YOUR INSTRUCTIONS:
With nothing added or dropped, copy the data that follows exactly.
▶
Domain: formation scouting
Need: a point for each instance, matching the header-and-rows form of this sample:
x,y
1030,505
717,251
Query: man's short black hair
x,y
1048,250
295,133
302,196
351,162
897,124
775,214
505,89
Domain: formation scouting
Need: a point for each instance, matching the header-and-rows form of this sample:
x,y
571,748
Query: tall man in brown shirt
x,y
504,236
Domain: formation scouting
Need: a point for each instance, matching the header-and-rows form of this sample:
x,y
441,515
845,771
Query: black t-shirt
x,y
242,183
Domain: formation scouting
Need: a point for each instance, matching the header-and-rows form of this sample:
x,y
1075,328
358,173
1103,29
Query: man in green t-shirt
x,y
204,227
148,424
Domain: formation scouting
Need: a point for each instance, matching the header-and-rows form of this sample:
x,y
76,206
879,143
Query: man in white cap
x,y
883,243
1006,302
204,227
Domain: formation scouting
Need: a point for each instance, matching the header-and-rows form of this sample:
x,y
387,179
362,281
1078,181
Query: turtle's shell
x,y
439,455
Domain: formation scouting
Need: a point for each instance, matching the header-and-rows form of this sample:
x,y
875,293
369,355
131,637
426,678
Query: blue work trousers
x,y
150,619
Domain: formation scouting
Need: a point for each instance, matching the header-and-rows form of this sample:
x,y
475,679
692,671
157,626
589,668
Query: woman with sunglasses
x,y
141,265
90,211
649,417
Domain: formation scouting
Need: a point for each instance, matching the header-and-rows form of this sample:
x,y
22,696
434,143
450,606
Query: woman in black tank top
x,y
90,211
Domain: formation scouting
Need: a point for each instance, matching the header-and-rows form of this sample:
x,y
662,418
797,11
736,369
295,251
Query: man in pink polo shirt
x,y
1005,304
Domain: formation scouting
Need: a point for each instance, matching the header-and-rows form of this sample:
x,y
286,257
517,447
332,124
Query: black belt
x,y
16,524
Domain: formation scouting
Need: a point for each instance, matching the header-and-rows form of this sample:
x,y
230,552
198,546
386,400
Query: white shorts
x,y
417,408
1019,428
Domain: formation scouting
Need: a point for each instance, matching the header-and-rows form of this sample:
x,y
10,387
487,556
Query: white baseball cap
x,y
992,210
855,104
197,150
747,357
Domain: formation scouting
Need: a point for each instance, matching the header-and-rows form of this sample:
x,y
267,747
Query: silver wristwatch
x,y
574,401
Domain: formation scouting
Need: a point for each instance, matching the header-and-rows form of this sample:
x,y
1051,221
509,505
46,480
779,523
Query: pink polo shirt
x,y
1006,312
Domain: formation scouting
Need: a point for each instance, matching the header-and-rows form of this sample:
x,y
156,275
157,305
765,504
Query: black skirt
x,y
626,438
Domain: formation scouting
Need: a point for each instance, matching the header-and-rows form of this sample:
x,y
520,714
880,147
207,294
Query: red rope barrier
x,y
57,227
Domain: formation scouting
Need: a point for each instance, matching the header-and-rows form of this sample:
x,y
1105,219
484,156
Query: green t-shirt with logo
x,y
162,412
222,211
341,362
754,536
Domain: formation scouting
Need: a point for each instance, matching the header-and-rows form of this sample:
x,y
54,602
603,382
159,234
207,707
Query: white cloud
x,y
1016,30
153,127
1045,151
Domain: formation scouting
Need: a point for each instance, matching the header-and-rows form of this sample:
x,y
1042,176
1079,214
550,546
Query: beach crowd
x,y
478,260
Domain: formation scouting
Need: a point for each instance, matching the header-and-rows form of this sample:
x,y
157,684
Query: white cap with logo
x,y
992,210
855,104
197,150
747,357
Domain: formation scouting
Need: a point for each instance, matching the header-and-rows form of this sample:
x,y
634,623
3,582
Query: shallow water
◀
COMPLETED TASK:
Domain: formation scouting
Need: a point for each instance, matching the header-and-rows form of this sample:
x,y
1030,505
717,251
Query: man's short black hair
x,y
1048,250
295,133
302,196
351,162
897,124
775,214
505,89
Domain: formation scouting
Need: a point for each instance, matching the header-and-rows form of this sample:
x,y
571,748
Query: tall man in brown shirt
x,y
504,236
Domain: formation scouting
Need: a point for each instance, matching the header-and-rows form of this sample:
x,y
441,515
845,771
Query: black t-shirt
x,y
242,183
Domain: formation scouting
Need: a point for each instance, matching the header-and-rows form of this sample:
x,y
1075,328
358,173
1103,29
Query: man in green t-shirt
x,y
204,227
148,424
Domain: formation scouting
Need: a point for each instance, matching the header-and-rows form of this sample:
x,y
76,206
879,143
Query: man in white cap
x,y
883,243
1006,302
204,227
Domain: formation scouting
Need: a point for each instance, matching the header-and-rows form of this sample:
x,y
387,179
362,281
1078,181
Query: turtle's shell
x,y
439,455
Domain: formation scouting
Need: a point for each instance, matching the header-and-rows form of this sample:
x,y
875,293
369,355
131,637
426,678
Query: blue work trousers
x,y
150,619
Domain: formation scouting
Need: a point for each instance, matching the header-and-rows form of this sample:
x,y
475,679
692,671
157,626
589,668
Query: woman with sunglasses
x,y
141,265
90,211
649,417
Domain: formation scouting
Need: a point for each instance, matching the header-and-rows form of this sample:
x,y
22,696
434,143
450,606
Query: woman in black tank top
x,y
90,211
Domain: formation scouting
Need: a point for each instance, matching the header-and-rows form of this sample:
x,y
662,418
797,11
736,369
295,251
Query: man in pink polo shirt
x,y
1005,304
Domain: formation scouting
Need: a point for each instance, matching the header-and-rows form of this sample:
x,y
286,257
517,447
332,124
Query: black belt
x,y
16,524
Domain: formation scouting
Need: a point for each instance, matching the header-and-rows form of this sample:
x,y
230,552
198,546
386,400
Query: white shorts
x,y
417,408
1019,428
Domain: formation scouting
Need: a point for each instance, matching the header-and-rows form of this sample:
x,y
10,387
487,556
Query: white baseball cap
x,y
992,210
855,104
197,150
747,357
Domain: formation scouting
Need: a point for each instance, matching the header-and-rows form of this sample:
x,y
267,747
Query: silver wristwatch
x,y
574,401
Domain: formation scouting
Need: a point for each instance, matching the header-and-rows form of this sample:
x,y
1051,221
509,505
46,480
779,523
Query: pink polo shirt
x,y
1006,312
Domain: formation scouting
Need: a point for each instance, matching the header-and-rows form of this sample:
x,y
156,275
157,305
765,504
Query: black skirt
x,y
626,438
Domain: formation scouting
Need: a point for each instance, matching the header-and-rows form of this sample:
x,y
520,714
880,147
207,294
Query: red rope barrier
x,y
57,227
Domain: formation scouting
Need: a point for each instance, matching the header-and-rows form of this sample:
x,y
1105,219
484,156
Query: green t-shirt with logo
x,y
162,412
222,211
341,362
754,536
Domain: formation scouting
Need: a point for each instance, matching the header-and-rows form of this sample:
x,y
54,602
603,382
159,234
207,707
Query: white cloud
x,y
1016,30
153,127
1045,151
Domain: formation scouting
Need: a point for each instance, matching the header-and-rows form of this sample:
x,y
1042,176
1079,214
550,546
Query: beach crowd
x,y
478,260
Domain: formation scouting
Need: a point for each instance, matching the header-and-rows form of this sample:
x,y
157,684
Query: white cap with logo
x,y
992,210
855,104
197,150
747,357
Domain: formation scouting
Need: a point for each instance, matching the header-and-rows form of this sample:
x,y
634,623
3,582
Query: shallow water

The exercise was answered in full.